A beautiful and inspiring post. Currently reading Calvino's Six Memos; somehow, this post seems to link perfectly with that. I'm still on the first lecture: lightness. Not pinning things down, not stopping motion. A little like the flow of music, and your "dancing around the edges" with words. I highly recommend the book to everyone here.

kate (littlehouse) said...

I love the image of you as an old woman still joyfully yearning to express the beauty of being alive. I think the quest to find a language that fits one's feelings is a fine lifelong pursuit. To feel deeply is a gift: to think deeply to find the words to convey those feelings to yourself and to others is another form of gift. Enjoy the journey :)

Jane Flanagan said...

I love this post. The unutterable and the role of silence in art and writing is a major preoccupation for me.

And I recently had a long correspondence with a friend about how, more than literature or plastic arts, music remains fully ineffable to me. And I don't know if that leaves me even more moved by it, or a little alienated.

I think failure, and perhaps that's the wrong word altogether, is implicit in the endeavour and it's in butting up against those edges that we find novel ways of expressing. If plain language always worked, there would be no poetry.

Jane Flanagan said...

PS - yes Mariella's quote is Beckett. It goes "Ever tried. Ever failed. No matter. Try again. Fail again. Fail better." - from Worstword Ho.

Sanna said...

I couldn't resist:

Calvin: Isn't it strange how smells are so evocative but we can't describe them?

== STORED ROWS ==
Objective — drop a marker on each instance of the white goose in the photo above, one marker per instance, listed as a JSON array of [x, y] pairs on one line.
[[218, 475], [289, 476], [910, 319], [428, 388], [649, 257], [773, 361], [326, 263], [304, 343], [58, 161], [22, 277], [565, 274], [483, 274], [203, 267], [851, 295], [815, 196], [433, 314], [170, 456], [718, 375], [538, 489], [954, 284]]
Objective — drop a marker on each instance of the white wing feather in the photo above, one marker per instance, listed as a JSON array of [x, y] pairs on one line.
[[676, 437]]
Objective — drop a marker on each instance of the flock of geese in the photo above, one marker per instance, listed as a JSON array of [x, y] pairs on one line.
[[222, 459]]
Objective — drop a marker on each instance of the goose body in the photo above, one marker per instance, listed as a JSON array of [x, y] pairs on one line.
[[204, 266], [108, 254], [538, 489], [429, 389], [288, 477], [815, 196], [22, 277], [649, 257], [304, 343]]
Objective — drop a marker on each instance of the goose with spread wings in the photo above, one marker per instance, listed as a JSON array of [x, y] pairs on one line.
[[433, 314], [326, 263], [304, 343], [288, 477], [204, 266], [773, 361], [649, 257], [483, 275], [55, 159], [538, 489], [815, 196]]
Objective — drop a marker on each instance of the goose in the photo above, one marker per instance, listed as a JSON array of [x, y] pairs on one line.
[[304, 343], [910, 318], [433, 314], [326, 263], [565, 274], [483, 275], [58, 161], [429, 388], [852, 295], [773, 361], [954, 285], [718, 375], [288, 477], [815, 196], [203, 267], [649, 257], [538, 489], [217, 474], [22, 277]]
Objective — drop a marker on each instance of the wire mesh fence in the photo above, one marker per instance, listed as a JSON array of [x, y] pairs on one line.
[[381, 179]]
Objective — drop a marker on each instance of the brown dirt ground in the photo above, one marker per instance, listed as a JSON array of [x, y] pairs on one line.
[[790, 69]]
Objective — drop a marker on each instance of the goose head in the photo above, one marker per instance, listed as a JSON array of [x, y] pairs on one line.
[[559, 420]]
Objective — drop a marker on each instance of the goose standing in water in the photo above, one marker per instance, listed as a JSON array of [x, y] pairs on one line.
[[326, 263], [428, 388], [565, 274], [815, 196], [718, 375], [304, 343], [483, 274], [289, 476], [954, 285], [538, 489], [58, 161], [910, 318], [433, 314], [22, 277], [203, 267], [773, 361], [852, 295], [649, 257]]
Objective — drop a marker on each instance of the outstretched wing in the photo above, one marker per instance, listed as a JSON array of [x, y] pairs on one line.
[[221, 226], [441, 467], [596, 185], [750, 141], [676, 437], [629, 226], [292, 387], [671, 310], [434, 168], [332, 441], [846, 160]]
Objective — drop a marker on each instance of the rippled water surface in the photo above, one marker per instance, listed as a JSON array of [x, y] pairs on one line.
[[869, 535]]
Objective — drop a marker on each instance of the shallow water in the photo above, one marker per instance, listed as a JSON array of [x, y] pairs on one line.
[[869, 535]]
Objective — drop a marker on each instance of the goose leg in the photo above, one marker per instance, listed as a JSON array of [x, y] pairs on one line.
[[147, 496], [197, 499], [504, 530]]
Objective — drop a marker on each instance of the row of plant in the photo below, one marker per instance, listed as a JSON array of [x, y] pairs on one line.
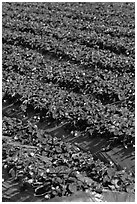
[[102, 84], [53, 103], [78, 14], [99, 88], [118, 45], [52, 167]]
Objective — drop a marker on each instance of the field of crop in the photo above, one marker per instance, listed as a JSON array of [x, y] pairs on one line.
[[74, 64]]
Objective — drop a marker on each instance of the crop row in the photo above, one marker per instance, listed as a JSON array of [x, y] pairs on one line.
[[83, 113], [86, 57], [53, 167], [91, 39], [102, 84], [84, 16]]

== DIRECTION 1 ==
Return the passage of the blog comments between "kate (littlehouse) said..." and "preoccupation for me.", inclusive.
== DIRECTION 2 ==
Answer these questions using the blog comments.
(a) Which book is the first commenter currently reading?
(b) In Jane Flanagan's postscript, whom is Mariella's quote attributed to, and which work is it from?
(c) In Jane Flanagan's first comment, what would not exist if plain language always worked?
== DIRECTION 3 ==
In the blog comments, rewrite the paragraph beginning "I love the image of you as an old woman" as a shorter version that keeps its main points.
The lines above come from a different source than the blog comments.

== EXERCISE SOLUTION 1 ==
kate (littlehouse) said...

I love the image of you as an old woman still joyfully yearning to express the beauty of being alive. I think the quest to find a language that fits one's feelings is a fine lifelong pursuit. To feel deeply is a gift: to think deeply to find the words to convey those feelings to yourself and to others is another form of gift. Enjoy the journey :)

Jane Flanagan said...

I love this post. The unutterable and the role of silence in art and writing is a major preoccupation for me.

== EXERCISE SOLUTION 2 ==
(a) Calvino's Six Memos.
(b) Beckett, from Worstword Ho.
(c) Poetry.

== EXERCISE SOLUTION 3 ==
The commenter loves picturing the post's author as an old woman still joyfully yearning to express the beauty of being alive. Searching for a language that fits one's feelings is a fine lifelong pursuit. Feeling deeply is one gift, and thinking deeply to find words for those feelings is another.